TESTO ESTRATTO:

G.: Senza sale l’organismo muore, e in fondo non è grande danno, ma senza amore si diventa assonnati, fragili, avari, larve d’uomo. Ma non era facile parlarne in famiglia. Tutti a casa mia, anche le donne, erano contrarie a quella parola da donnette. L’unica ad ammettere che l’amore era degno di essere preso in considerazione era mia madre, ma la faceva così complicata! Doveva essere un amore libero da convenzioni, da ricatti psicologici o finanziari… Insomma era meglio stornare il discorso sulla Grecia antica, la politica o la filosofia…
I.: Tua madre, Maria Giudice! Grande intellettuale rivoluzionaria.
G.: Su Maria non mi soffermo perché, come mio padre, è conosciutissima: era stata pure lei in galera per il bene degli oppressi. Studiava, e allora dovevo studiare anch’io per diventare come lei. Ecco la donna che Jean non avrebbe potuto non amare, se l’avesse incontrata. È stato mio fratello Ivanoe che si è preso cura di me in modo materno. La zia Grazia si indignava: Povera figlia, che unghie! Non è possibile che tua madre non te le tagli mai! Diceva. Oh, ma che razza di mutandoni porti? Sembri incinta, povera figlia! È possibile che tua madre… Mia madre chi? Rispondevo. Ivanoe? Ma Ivanoe deve dare tre esami…
I.: Ma come ti vedevi, cosa volevi realizzare da grande?
G.: La mamma mi diceva: potresti diventare medico, avvocato, come tuo padre: preparati a diventare sindacalista come me, per quando il fascismo finirà.
I.: Lei in fondo era la tua difesa da un destino di donna chiusa in casa a fare figli, di una donnetta come diceva lei.
G.: Quando ho saputo che alla mia amica Nica era venuto il sangue e doveva stare a casa ad aspettare un marito, ho avuto orrore. Mi chiedevo se veniva a tutte le femmine. Anche mia madre l’aveva? Mia madre non aveva detto sono donnette che non sanno fare altro che aspettare un marito? E aveva anche detto tu Goliarda, non sei una donnetta. Infatti io non volevo un marito, ma un compagno, come lei…Sarei stata come mia madre e se non aspettavo un marito, il sangue non sarebbe venuto.
I.: Tu hai sempre manifestato distacco nei confronti di figure, legate alla tradizione del sud, che rimandano un’immagine di miseria femminile.
G.: Sono modelli pericolosi per le donne, ma anche per tutta la società. Donne come la signora Bruno, sacco nero sformato che apre la porta di casa con le mani umide di farina, che prega o frigge; o come la madre di Modesta che urla o tace; o come madre Leonora, la superiora del convento, che ricamava e pregava perché abitua all’umiltà e all’obbedienza. Diventerò anch’io una dotta? Domandavo. Pazzerella che sei! A che ti servirebbe se sei una donna? Rispondeva. La donna non può arrivare mai alla sapienza dell’uomo.

COSA FARE:
• A. Secondo l'intervista, quale familiare si è preso cura di G. in modo materno?
• B. Riprendi l'intervista subito dopo la sua ultima battuta e prosegui il dialogo tra I. e G.
Le righe riportate più avanti provengono da una fonte diversa.

RIGHE ESTRATTE:
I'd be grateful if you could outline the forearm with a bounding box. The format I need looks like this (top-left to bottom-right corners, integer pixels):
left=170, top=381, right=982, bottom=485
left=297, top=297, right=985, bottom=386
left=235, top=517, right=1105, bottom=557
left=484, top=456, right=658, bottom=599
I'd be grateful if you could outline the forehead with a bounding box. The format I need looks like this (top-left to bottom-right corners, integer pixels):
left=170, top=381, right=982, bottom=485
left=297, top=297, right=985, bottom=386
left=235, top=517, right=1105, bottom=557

RISPOSTE:
• A. Il fratello Ivanoe.

• B.
I.: Tua madre è stato per te il più straordinario modello di forza femminile. Mi chiedo quanta di questa forza contenga la tua personaggia Modesta.
G: Maria Giudice fa una fugace apparizione in L’arte della gioia, la cito tra le donne di riconosciuta autorità della nostra storia. Modesta ha la forza che conduce alla libertà, è il sogno realizzato di una vita libera.
I.: Ma l’equilibrio psichico di tua madre crollerà.
G.: Pazzia… Le è scoppiata tra le mani proprio quando il suo nemico cadde distrutto. Cadendo lui, si ruppe la tensione per la quale aveva vissuto estraniandosi da se stessa.
I.: L’hai assistita nella sua malattia per tre anni.
G.: Diventai madre di mia madre. Ora provo grande rimorso, ma mi vendicavo facendole vedere come si cura una figlia, lei che occupandosi solo della mia mente, mi aveva trascurata in tutti i modi.
I.: La fine tragica, segnata dalla pazzia, ha contraddistinto donne forti e autorevoli.
G.: Penso a Virginia Woolf suicidatasi dopo avere scritto Orlando: come può stare vicina a quest’atto assurdo tanta freschezza e fantasia gioiosa: cosa l’ha tradita? Io so cosa. Ha pagato il suo osare entrare tra i grandi senza tradire il suo essere donna. Spero di farlo anch’io col tempo. La follia sembrerebbe quasi un porto per tutte le donne che falliscono; allora perché anche per Virginia e per mia madre lo è stato? Probabilmente la loro riuscita non appagava il tribunale antico di donna che le giudicava traditrici per aver osato uscire dai limiti concessi. Per loro era una condanna che le faceva sentire in colpa e le rendeva infelici anche mietendo grandi successi. Quanto a me, probabilmente non diventerò mai pazza, ma disertrice mi sento già.
I.: Sei stata in carcere per un breve periodo. Che avevi fatto?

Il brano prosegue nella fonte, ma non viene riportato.